**Task instructions:**
Scan the lines below for the string "short". Reply with how many match, and no other words.

**Data under study:**
------------------------------------------------

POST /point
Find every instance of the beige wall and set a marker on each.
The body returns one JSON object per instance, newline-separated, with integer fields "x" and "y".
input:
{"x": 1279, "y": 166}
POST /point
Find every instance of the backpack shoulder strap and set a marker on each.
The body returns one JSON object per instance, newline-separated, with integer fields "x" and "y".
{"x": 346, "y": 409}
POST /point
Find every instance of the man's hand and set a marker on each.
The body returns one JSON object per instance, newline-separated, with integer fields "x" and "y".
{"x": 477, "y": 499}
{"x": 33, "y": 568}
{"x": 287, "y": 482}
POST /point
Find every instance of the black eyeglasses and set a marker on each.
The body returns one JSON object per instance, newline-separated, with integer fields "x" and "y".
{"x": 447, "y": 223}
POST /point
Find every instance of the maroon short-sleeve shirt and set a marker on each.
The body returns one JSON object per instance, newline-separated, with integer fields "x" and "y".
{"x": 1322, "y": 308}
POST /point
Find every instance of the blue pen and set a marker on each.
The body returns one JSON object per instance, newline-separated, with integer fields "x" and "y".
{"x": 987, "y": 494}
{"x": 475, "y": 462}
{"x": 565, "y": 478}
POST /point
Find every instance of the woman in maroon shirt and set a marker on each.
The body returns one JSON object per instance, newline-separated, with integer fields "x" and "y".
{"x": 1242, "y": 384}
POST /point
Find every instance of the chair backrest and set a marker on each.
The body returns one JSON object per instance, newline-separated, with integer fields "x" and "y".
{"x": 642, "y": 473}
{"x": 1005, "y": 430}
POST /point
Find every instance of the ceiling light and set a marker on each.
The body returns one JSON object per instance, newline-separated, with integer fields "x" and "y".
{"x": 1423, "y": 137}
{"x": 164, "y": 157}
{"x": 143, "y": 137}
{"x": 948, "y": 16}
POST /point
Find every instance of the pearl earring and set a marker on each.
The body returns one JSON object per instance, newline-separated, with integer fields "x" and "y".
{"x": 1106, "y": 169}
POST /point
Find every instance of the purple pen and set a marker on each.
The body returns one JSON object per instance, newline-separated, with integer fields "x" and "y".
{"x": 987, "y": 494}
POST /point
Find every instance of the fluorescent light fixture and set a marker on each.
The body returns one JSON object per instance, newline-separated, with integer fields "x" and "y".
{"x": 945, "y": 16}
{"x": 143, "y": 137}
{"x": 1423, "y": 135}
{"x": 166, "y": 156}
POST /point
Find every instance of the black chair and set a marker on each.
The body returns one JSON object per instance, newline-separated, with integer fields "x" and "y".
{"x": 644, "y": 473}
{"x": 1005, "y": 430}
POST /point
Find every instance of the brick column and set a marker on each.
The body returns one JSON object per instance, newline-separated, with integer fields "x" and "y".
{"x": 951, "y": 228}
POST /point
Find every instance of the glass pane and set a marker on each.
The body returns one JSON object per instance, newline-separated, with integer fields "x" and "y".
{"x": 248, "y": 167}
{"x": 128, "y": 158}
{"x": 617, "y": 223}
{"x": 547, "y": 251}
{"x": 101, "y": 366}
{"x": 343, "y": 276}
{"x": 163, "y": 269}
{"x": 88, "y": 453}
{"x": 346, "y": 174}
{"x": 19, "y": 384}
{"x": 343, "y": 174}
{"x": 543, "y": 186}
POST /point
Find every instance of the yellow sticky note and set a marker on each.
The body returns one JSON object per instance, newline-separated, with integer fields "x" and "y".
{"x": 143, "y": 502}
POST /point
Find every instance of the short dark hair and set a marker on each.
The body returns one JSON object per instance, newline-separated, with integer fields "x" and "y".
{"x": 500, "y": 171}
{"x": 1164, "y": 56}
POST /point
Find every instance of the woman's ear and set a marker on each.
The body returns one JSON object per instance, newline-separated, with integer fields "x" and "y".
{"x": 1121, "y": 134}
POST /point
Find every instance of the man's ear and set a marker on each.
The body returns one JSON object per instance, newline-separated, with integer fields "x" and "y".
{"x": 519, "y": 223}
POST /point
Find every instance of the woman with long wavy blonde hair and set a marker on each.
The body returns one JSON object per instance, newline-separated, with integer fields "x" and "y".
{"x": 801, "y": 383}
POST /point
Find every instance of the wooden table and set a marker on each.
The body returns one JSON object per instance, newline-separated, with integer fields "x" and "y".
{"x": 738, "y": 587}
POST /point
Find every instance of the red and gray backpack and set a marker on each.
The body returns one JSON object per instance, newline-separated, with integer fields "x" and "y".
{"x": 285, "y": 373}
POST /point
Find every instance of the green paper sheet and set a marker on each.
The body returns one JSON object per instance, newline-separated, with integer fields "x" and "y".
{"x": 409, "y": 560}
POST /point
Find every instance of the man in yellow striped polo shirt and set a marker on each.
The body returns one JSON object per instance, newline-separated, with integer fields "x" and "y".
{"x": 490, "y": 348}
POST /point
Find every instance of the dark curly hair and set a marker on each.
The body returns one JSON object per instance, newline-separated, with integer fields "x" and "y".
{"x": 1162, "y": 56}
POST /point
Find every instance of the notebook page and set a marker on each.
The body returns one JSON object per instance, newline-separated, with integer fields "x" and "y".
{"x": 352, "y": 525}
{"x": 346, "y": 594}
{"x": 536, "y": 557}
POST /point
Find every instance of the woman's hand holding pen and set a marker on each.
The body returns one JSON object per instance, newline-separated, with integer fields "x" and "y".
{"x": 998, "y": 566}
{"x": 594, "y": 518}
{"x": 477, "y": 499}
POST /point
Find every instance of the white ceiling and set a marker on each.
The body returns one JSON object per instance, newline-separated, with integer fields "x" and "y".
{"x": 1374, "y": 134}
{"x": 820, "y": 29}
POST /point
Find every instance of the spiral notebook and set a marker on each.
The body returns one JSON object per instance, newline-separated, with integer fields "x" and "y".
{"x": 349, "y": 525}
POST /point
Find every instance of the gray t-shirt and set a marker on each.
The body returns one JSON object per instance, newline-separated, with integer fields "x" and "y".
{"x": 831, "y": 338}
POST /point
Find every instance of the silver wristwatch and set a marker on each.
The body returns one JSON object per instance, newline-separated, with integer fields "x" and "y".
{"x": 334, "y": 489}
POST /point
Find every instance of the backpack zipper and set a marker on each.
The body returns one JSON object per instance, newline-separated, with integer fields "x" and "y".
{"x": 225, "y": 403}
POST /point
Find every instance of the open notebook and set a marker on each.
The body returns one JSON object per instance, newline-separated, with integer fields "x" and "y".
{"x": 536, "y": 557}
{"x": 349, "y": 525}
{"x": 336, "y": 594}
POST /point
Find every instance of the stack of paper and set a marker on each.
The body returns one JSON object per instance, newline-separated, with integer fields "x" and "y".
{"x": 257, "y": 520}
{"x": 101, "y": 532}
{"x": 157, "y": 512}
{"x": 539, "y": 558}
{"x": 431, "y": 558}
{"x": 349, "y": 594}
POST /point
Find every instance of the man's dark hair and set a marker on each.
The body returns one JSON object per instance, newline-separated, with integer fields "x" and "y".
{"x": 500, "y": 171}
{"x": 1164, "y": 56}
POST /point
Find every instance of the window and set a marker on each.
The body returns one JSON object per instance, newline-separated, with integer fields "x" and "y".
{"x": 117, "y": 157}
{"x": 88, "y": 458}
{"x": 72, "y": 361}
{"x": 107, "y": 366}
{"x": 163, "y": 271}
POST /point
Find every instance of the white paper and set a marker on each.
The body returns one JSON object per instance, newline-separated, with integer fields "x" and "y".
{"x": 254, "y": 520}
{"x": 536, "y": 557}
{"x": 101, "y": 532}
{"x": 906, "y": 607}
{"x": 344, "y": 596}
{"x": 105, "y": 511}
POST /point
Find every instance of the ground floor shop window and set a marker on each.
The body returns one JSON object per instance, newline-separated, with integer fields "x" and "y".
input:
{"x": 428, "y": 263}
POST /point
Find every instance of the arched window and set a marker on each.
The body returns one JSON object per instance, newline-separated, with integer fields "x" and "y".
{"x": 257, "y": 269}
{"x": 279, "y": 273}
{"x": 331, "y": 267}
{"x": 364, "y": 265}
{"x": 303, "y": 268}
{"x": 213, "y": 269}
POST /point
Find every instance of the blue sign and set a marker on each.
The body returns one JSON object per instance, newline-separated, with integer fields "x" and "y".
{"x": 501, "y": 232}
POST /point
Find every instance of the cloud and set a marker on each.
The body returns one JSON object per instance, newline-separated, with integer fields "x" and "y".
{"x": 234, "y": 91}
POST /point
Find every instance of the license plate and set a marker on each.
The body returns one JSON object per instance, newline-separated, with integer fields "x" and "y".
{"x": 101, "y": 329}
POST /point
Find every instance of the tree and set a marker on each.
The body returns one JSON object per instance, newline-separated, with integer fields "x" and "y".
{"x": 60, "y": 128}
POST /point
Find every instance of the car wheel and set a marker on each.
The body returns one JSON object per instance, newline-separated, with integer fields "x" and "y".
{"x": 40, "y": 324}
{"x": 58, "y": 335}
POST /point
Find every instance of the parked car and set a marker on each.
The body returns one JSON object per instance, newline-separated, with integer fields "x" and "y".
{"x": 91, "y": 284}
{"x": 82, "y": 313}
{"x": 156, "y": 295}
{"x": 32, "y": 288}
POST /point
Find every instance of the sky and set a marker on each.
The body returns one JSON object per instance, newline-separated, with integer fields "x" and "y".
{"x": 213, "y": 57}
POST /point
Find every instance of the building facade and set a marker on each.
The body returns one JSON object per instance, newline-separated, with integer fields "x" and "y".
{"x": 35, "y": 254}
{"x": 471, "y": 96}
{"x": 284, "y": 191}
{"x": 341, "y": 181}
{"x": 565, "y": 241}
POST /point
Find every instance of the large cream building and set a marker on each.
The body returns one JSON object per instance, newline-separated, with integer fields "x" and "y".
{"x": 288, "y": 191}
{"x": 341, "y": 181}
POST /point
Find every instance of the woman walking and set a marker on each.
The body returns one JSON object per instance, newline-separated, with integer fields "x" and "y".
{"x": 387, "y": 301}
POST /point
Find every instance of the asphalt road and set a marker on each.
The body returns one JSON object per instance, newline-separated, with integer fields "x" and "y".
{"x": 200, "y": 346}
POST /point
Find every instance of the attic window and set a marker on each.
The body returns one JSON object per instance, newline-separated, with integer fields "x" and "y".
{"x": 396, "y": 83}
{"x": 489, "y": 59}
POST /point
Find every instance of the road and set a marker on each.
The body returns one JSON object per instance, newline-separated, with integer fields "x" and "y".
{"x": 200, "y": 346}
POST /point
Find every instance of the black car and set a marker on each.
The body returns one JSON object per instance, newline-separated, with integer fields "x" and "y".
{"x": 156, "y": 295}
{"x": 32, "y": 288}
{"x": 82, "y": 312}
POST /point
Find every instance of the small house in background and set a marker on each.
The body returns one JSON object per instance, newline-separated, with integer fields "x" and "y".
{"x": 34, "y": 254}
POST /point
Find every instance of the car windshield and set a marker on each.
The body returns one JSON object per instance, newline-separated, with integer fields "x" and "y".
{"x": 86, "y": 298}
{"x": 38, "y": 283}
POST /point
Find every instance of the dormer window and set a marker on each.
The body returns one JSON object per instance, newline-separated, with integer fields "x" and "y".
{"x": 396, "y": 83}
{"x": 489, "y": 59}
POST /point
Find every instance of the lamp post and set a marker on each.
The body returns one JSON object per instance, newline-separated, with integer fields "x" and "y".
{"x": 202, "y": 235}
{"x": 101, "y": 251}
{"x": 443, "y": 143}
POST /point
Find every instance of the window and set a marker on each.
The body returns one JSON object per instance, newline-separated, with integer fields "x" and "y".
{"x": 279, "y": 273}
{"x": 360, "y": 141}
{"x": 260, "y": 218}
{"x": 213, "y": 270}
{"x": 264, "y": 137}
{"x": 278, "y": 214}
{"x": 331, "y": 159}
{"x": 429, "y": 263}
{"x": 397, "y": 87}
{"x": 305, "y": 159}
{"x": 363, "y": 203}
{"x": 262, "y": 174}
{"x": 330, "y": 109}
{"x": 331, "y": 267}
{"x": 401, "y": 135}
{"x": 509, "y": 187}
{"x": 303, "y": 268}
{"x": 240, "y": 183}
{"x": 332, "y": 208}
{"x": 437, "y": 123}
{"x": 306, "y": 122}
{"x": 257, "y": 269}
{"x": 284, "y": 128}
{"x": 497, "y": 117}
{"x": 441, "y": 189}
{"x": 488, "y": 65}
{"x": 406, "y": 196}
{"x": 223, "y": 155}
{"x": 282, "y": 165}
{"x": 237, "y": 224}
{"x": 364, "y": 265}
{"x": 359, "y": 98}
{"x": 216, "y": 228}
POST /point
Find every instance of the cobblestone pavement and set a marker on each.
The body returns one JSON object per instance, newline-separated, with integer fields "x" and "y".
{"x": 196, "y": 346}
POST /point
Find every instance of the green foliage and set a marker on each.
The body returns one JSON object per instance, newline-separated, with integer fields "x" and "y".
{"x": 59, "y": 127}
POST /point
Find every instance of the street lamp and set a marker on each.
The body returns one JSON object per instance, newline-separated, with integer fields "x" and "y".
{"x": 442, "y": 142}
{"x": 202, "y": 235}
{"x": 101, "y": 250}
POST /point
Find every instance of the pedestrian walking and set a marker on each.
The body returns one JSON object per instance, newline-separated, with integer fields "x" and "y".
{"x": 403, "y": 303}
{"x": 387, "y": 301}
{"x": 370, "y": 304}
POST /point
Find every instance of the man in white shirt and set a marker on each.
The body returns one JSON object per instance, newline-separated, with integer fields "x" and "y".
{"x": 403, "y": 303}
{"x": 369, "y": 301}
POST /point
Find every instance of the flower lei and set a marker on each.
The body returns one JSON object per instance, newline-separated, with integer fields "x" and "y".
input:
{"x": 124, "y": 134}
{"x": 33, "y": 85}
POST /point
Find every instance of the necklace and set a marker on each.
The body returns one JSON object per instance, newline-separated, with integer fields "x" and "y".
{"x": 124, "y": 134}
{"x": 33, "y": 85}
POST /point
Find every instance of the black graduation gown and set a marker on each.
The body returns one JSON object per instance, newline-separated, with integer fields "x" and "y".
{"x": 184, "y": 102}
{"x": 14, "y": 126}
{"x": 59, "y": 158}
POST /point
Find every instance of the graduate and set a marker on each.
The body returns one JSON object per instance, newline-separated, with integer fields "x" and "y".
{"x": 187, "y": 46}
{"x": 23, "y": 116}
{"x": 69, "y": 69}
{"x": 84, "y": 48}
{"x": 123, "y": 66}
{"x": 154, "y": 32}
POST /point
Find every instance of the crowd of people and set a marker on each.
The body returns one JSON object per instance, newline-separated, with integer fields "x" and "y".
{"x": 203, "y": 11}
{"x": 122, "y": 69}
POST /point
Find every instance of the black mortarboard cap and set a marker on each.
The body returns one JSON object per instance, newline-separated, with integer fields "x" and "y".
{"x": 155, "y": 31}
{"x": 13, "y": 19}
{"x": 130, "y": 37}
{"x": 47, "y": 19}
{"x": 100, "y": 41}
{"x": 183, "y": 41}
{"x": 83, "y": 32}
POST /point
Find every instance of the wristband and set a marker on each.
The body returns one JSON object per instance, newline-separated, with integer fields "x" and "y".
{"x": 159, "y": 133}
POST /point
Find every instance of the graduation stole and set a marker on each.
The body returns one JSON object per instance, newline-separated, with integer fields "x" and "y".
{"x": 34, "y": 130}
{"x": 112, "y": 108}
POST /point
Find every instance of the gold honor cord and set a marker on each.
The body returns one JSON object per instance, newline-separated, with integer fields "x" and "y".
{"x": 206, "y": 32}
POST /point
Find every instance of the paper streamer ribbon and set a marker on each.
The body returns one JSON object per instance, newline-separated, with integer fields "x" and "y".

------------------------------------------------

**Your response:**
2